(Itens armazenados de uma coleção)
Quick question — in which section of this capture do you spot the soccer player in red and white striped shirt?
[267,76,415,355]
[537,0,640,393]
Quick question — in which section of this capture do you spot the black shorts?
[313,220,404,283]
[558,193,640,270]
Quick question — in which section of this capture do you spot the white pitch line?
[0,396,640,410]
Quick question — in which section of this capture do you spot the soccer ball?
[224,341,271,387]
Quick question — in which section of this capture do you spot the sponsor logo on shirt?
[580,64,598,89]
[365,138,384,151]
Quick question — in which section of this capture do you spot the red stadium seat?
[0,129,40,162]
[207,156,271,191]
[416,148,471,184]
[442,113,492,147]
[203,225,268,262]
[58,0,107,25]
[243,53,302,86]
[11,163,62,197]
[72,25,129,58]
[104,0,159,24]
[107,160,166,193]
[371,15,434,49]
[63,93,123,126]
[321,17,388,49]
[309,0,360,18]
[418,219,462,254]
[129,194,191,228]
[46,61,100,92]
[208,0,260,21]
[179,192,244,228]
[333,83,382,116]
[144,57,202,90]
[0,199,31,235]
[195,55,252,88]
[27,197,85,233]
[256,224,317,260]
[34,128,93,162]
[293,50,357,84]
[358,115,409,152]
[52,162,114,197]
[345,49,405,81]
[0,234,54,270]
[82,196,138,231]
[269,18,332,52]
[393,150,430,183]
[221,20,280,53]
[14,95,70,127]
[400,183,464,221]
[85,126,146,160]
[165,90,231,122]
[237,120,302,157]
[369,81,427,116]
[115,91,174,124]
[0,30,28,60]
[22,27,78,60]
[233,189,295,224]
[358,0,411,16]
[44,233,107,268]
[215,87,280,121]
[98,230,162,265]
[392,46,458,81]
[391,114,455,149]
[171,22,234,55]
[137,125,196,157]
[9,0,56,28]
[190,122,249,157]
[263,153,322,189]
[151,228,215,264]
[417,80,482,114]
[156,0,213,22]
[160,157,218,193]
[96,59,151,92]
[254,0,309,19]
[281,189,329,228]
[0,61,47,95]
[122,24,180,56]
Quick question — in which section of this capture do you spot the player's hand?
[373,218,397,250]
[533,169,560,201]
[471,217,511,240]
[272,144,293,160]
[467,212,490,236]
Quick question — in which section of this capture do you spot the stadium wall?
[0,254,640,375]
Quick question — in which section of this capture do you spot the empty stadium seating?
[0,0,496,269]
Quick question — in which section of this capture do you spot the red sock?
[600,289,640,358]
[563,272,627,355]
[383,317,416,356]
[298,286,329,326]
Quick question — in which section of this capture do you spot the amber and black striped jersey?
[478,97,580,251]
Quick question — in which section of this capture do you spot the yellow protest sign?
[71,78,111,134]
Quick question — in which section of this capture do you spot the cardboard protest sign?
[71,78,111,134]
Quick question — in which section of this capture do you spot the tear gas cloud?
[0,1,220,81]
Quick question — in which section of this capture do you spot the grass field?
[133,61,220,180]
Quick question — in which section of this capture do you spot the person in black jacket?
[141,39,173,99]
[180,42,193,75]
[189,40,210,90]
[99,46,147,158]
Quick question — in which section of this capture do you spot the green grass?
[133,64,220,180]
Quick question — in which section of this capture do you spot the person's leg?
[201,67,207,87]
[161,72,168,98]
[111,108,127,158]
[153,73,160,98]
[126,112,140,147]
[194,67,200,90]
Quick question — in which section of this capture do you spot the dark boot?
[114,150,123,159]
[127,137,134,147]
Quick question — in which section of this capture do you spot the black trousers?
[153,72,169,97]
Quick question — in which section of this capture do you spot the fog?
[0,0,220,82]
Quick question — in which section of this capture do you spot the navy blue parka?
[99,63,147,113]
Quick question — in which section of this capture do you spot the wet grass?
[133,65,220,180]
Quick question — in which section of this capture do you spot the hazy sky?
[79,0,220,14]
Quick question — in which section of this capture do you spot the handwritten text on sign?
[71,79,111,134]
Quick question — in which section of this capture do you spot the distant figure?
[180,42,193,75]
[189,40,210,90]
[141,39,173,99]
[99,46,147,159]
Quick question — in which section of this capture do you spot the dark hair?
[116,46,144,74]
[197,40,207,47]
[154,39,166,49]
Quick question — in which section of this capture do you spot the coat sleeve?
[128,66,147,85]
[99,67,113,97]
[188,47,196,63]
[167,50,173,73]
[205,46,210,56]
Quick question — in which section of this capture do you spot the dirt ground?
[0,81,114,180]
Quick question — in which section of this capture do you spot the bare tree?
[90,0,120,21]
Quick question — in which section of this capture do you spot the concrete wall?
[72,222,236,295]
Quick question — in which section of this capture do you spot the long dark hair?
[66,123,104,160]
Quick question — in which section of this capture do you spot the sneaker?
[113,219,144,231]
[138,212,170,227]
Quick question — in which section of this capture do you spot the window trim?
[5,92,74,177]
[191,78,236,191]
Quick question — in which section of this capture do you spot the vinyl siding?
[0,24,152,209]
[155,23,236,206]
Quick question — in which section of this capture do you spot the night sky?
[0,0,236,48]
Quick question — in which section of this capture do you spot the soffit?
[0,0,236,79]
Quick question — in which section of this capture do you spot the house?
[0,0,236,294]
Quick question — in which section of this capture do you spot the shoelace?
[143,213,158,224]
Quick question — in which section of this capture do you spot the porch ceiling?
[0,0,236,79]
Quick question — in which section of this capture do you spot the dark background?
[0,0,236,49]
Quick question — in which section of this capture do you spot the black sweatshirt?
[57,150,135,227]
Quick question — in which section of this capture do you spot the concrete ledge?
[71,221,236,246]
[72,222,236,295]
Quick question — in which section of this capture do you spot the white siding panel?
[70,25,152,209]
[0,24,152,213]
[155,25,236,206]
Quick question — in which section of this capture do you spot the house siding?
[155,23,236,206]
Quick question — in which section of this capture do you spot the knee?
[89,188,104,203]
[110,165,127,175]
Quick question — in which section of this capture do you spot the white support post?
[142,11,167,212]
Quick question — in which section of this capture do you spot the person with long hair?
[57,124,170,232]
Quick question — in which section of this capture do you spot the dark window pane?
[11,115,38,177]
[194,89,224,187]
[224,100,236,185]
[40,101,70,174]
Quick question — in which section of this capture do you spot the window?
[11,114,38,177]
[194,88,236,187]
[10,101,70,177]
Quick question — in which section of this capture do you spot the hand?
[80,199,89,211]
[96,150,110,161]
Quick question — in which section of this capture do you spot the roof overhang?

- _O que fazer_:
Apresente todos os dados acima como uma tabela Markdown com as colunas "Nº" e "Linha". Cada linha dos dados ocupa uma linha da tabela, com numeração sequencial e sem as linhas em branco.

- _Resultado completo_:
| Nº | Linha |
|---|---|
| 1 | Quick question — in which section of this capture do you spot the soccer player in red and white striped shirt? |
| 2 | [267,76,415,355] |
| 3 | [537,0,640,393] |
| 4 | Quick question — in which section of this capture do you spot the black shorts? |
| 5 | [313,220,404,283] |
| 6 | [558,193,640,270] |
| 7 | Quick question — in which section of this capture do you spot the white pitch line? |
| 8 | [0,396,640,410] |
| 9 | Quick question — in which section of this capture do you spot the soccer ball? |
| 10 | [224,341,271,387] |
| 11 | Quick question — in which section of this capture do you spot the sponsor logo on shirt? |
| 12 | [580,64,598,89] |
| 13 | [365,138,384,151] |
| 14 | Quick question — in which section of this capture do you spot the red stadium seat? |
| 15 | [0,129,40,162] |
| 16 | [207,156,271,191] |
| 17 | [416,148,471,184] |
| 18 | [442,113,492,147] |
| 19 | [203,225,268,262] |
| 20 | [58,0,107,25] |
| 21 | [243,53,302,86] |
| 22 | [11,163,62,197] |
| 23 | [72,25,129,58] |
| 24 | [104,0,159,24] |
| 25 | [107,160,166,193] |
| 26 | [371,15,434,49] |
| 27 | [63,93,123,126] |
| 28 | [321,17,388,49] |
| 29 | [309,0,360,18] |
| 30 | [418,219,462,254] |
| 31 | [129,194,191,228] |
| 32 | [46,61,100,92] |
| 33 | [208,0,260,21] |
| 34 | [179,192,244,228] |
| 35 | [333,83,382,116] |
| 36 | [144,57,202,90] |
| 37 | [0,199,31,235] |
| 38 | [195,55,252,88] |
| 39 | [27,197,85,233] |
| 40 | [256,224,317,260] |
| 41 | [34,128,93,162] |
| 42 | [293,50,357,84] |
| 43 | [358,115,409,152] |
| 44 | [52,162,114,197] |
| 45 | [345,49,405,81] |
| 46 | [0,234,54,270] |
| 47 | [82,196,138,231] |
| 48 | [269,18,332,52] |
| 49 | [393,150,430,183] |
| 50 | [221,20,280,53] |
| 51 | [14,95,70,127] |
| 52 | [400,183,464,221] |
| 53 | [85,126,146,160] |
| 54 | [165,90,231,122] |
| 55 | [237,120,302,157] |
| 56 | [369,81,427,116] |
| 57 | [115,91,174,124] |
| 58 | [0,30,28,60] |
| 59 | [22,27,78,60] |
| 60 | [233,189,295,224] |
| 61 | [358,0,411,16] |
| 62 | [44,233,107,268] |
| 63 | [215,87,280,121] |
| 64 | [98,230,162,265] |
| 65 | [392,46,458,81] |
| 66 | [391,114,455,149] |
| 67 | [171,22,234,55] |
| 68 | [137,125,196,157] |
| 69 | [9,0,56,28] |
| 70 | [190,122,249,157] |
| 71 | [263,153,322,189] |
| 72 | [151,228,215,264] |
| 73 | [417,80,482,114] |
| 74 | [156,0,213,22] |
| 75 | [160,157,218,193] |
| 76 | [96,59,151,92] |
| 77 | [254,0,309,19] |
| 78 | [281,189,329,228] |
| 79 | [0,61,47,95] |
| 80 | [122,24,180,56] |
| 81 | Quick question — in which section of this capture do you spot the player's hand? |
| 82 | [373,218,397,250] |
| 83 | [533,169,560,201] |
| 84 | [471,217,511,240] |
| 85 | [272,144,293,160] |
| 86 | [467,212,490,236] |
| 87 | Quick question — in which section of this capture do you spot the stadium wall? |
| 88 | [0,254,640,375] |
| 89 | Quick question — in which section of this capture do you spot the empty stadium seating? |
| 90 | [0,0,496,269] |
| 91 | Quick question — in which section of this capture do you spot the red sock? |
| 92 | [600,289,640,358] |
| 93 | [563,272,627,355] |
| 94 | [383,317,416,356] |
| 95 | [298,286,329,326] |
| 96 | Quick question — in which section of this capture do you spot the amber and black striped jersey? |
| 97 | [478,97,580,251] |
| 98 | Quick question — in which section of this capture do you spot the yellow protest sign? |
| 99 | [71,78,111,134] |
| 100 | Quick question — in which section of this capture do you spot the cardboard protest sign? |
| 101 | [71,78,111,134] |
| 102 | Quick question — in which section of this capture do you spot the tear gas cloud? |
| 103 | [0,1,220,81] |
| 104 | Quick question — in which section of this capture do you spot the grass field? |
| 105 | [133,61,220,180] |
| 106 | Quick question — in which section of this capture do you spot the person in black jacket? |
| 107 | [141,39,173,99] |
| 108 | [180,42,193,75] |
| 109 | [189,40,210,90] |
| 110 | [99,46,147,158] |
| 111 | Quick question — in which section of this capture do you spot the green grass? |
| 112 | [133,64,220,180] |
| 113 | Quick question — in which section of this capture do you spot the person's leg? |
| 114 | [201,67,207,87] |
| 115 | [161,72,168,98] |
| 116 | [111,108,127,158] |
| 117 | [153,73,160,98] |
| 118 | [126,112,140,147] |
| 119 | [194,67,200,90] |
| 120 | Quick question — in which section of this capture do you spot the dark boot? |
| 121 | [114,150,123,159] |
| 122 | [127,137,134,147] |
| 123 | Quick question — in which section of this capture do you spot the black trousers? |
| 124 | [153,72,169,97] |
| 125 | Quick question — in which section of this capture do you spot the fog? |
| 126 | [0,0,220,82] |
| 127 | Quick question — in which section of this capture do you spot the navy blue parka? |
| 128 | [99,63,147,113] |
| 129 | Quick question — in which section of this capture do you spot the wet grass? |
| 130 | [133,65,220,180] |
| 131 | Quick question — in which section of this capture do you spot the hazy sky? |
| 132 | [79,0,220,14] |
| 133 | Quick question — in which section of this capture do you spot the handwritten text on sign? |
| 134 | [71,79,111,134] |
| 135 | Quick question — in which section of this capture do you spot the distant figure? |
| 136 | [180,42,193,75] |
| 137 | [189,40,210,90] |
| 138 | [141,39,173,99] |
| 139 | [99,46,147,159] |
| 140 | Quick question — in which section of this capture do you spot the dark hair? |
| 141 | [116,46,144,74] |
| 142 | [197,40,207,47] |
| 143 | [154,39,166,49] |
| 144 | Quick question — in which section of this capture do you spot the coat sleeve? |
| 145 | [128,66,147,85] |
| 146 | [99,67,113,97] |
| 147 | [188,47,196,63] |
| 148 | [167,50,173,73] |
| 149 | [205,46,210,56] |
| 150 | Quick question — in which section of this capture do you spot the dirt ground? |
| 151 | [0,81,114,180] |
| 152 | Quick question — in which section of this capture do you spot the bare tree? |
| 153 | [90,0,120,21] |
| 154 | Quick question — in which section of this capture do you spot the concrete wall? |
| 155 | [72,222,236,295] |
| 156 | Quick question — in which section of this capture do you spot the long dark hair? |
| 157 | [66,123,104,160] |
| 158 | Quick question — in which section of this capture do you spot the sneaker? |
| 159 | [113,219,144,231] |
| 160 | [138,212,170,227] |
| 161 | Quick question — in which section of this capture do you spot the window trim? |
| 162 | [5,92,74,177] |
| 163 | [191,78,236,191] |
| 164 | Quick question — in which section of this capture do you spot the vinyl siding? |
| 165 | [0,24,152,209] |
| 166 | [155,23,236,206] |
| 167 | Quick question — in which section of this capture do you spot the night sky? |
| 168 | [0,0,236,48] |
| 169 | Quick question — in which section of this capture do you spot the soffit? |
| 170 | [0,0,236,79] |
| 171 | Quick question — in which section of this capture do you spot the house? |
| 172 | [0,0,236,294] |
| 173 | Quick question — in which section of this capture do you spot the shoelace? |
| 174 | [143,213,158,224] |
| 175 | Quick question — in which section of this capture do you spot the porch ceiling? |
| 176 | [0,0,236,79] |
| 177 | Quick question — in which section of this capture do you spot the dark background? |
| 178 | [0,0,236,49] |
| 179 | Quick question — in which section of this capture do you spot the black sweatshirt? |
| 180 | [57,150,135,227] |
| 181 | Quick question — in which section of this capture do you spot the concrete ledge? |
| 182 | [71,221,236,246] |
| 183 | [72,222,236,295] |
| 184 | Quick question — in which section of this capture do you spot the white siding panel? |
| 185 | [70,25,152,209] |
| 186 | [0,24,152,213] |
| 187 | [155,25,236,206] |
| 188 | Quick question — in which section of this capture do you spot the house siding? |
| 189 | [155,23,236,206] |
| 190 | Quick question — in which section of this capture do you spot the knee? |
| 191 | [89,188,104,203] |
| 192 | [110,165,127,175] |
| 193 | Quick question — in which section of this capture do you spot the white support post? |
| 194 | [142,11,167,212] |
| 195 | Quick question — in which section of this capture do you spot the person with long hair? |
| 196 | [57,124,170,232] |
| 197 | Quick question — in which section of this capture do you spot the dark window pane? |
| 198 | [11,115,38,177] |
| 199 | [194,89,224,187] |
| 200 | [224,100,236,185] |
| 201 | [40,101,70,174] |
| 202 | Quick question — in which section of this capture do you spot the window? |
| 203 | [11,114,38,177] |
| 204 | [194,88,236,187] |
| 205 | [10,101,70,177] |
| 206 | Quick question — in which section of this capture do you spot the hand? |
| 207 | [80,199,89,211] |
| 208 | [96,150,110,161] |
| 209 | Quick question — in which section of this capture do you spot the roof overhang? |